## EXERCISE BRIEF:
Extract and copy in full every line below that contains the string "gravel". The match is case-sensitive.

==========

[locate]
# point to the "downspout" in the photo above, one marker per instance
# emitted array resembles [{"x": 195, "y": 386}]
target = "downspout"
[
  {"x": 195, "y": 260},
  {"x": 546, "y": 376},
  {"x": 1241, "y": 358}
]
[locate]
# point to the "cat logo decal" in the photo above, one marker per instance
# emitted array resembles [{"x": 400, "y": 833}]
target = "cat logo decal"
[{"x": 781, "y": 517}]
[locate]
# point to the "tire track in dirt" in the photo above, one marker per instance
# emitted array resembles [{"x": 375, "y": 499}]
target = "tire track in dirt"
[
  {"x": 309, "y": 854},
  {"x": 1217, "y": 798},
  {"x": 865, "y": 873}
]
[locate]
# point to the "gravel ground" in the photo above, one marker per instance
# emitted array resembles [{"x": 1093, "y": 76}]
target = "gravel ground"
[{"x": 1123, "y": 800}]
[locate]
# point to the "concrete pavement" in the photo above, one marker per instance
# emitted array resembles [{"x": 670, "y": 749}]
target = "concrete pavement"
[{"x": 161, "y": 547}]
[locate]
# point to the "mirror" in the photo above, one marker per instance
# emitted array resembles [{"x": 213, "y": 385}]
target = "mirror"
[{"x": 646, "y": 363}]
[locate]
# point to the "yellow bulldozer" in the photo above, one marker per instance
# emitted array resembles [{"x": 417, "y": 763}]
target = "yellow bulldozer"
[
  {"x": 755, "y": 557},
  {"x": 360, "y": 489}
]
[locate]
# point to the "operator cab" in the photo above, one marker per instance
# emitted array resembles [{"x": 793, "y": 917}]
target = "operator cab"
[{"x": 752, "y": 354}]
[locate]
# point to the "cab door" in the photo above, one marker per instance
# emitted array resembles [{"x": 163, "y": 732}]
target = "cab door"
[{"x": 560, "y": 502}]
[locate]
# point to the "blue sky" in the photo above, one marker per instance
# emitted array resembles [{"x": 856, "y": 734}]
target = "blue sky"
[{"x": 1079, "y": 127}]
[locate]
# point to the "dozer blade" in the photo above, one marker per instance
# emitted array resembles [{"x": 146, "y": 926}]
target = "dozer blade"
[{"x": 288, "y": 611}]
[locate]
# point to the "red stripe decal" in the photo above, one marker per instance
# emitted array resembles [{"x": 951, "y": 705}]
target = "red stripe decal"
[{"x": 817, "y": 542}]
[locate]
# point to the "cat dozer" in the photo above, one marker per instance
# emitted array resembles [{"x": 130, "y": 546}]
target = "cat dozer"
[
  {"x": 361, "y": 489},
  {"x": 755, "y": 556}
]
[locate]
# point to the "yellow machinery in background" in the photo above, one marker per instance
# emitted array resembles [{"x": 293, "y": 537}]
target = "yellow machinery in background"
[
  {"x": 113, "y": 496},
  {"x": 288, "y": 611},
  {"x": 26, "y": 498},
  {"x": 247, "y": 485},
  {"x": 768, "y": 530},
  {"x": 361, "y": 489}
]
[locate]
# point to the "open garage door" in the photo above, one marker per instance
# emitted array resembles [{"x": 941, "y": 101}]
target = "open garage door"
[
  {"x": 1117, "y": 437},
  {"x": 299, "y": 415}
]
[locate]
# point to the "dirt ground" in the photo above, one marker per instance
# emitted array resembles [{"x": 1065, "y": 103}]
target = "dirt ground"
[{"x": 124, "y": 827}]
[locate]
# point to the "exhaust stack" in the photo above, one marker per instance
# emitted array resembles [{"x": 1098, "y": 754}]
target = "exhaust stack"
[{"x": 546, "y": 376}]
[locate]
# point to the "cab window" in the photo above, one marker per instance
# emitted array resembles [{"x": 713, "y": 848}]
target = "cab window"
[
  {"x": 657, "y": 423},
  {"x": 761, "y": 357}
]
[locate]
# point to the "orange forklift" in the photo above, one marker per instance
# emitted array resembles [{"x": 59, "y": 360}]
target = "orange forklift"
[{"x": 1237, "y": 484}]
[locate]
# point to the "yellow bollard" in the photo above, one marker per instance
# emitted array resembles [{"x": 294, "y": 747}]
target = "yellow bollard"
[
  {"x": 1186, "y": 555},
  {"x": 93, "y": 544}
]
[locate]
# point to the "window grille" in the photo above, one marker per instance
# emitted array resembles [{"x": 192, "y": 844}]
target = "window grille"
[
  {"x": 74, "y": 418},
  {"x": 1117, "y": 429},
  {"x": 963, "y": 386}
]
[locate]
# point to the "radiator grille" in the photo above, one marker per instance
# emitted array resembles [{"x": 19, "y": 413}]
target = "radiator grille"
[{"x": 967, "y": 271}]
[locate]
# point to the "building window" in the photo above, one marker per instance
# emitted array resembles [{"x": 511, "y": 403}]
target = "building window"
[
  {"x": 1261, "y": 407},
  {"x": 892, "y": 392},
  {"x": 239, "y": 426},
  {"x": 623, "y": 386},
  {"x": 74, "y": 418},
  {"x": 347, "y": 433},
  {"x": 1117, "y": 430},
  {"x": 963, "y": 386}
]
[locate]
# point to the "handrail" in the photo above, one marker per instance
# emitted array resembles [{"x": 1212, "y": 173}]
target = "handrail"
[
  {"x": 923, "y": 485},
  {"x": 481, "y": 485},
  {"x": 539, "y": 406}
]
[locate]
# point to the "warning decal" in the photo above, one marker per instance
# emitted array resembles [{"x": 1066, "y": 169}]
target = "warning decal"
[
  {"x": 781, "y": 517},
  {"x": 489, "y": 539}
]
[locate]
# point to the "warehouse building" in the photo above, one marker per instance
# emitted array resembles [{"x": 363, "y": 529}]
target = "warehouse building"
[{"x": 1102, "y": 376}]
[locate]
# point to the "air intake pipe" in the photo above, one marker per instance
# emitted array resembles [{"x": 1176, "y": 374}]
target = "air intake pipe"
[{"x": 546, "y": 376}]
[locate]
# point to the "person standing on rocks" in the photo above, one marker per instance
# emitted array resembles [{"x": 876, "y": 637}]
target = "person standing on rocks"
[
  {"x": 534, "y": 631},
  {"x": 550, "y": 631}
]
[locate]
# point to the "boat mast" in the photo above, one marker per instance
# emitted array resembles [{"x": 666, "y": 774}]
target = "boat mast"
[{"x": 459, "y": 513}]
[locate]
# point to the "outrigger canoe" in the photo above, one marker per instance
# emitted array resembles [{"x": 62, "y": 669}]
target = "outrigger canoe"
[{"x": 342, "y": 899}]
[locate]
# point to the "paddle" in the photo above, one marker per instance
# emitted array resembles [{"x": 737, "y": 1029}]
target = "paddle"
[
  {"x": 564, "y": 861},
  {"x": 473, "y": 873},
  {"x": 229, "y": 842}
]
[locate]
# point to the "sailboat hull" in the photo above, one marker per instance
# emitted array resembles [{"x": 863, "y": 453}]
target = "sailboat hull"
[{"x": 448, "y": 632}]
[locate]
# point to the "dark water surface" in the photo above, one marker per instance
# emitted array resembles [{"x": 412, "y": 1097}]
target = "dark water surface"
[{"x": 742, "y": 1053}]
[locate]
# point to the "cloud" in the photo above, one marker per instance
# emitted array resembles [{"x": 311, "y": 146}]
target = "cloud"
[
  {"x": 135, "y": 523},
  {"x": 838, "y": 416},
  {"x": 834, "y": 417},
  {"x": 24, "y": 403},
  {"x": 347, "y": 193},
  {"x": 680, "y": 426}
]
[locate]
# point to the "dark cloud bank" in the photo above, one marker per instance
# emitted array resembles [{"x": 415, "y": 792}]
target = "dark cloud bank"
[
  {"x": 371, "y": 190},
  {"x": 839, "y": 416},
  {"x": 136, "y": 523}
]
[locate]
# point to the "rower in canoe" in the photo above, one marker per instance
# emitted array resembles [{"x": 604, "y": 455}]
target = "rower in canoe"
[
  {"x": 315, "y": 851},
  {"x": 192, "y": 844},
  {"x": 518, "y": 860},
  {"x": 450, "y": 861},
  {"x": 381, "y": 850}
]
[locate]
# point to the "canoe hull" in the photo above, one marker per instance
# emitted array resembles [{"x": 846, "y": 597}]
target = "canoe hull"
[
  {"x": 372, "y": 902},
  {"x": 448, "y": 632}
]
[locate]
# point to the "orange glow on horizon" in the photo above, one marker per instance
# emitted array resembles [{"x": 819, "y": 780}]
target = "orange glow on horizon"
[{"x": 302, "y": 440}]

==========

## SOLUTION BELOW:
# point to the "gravel ground" in the photo above, one marker per instance
target = "gravel ground"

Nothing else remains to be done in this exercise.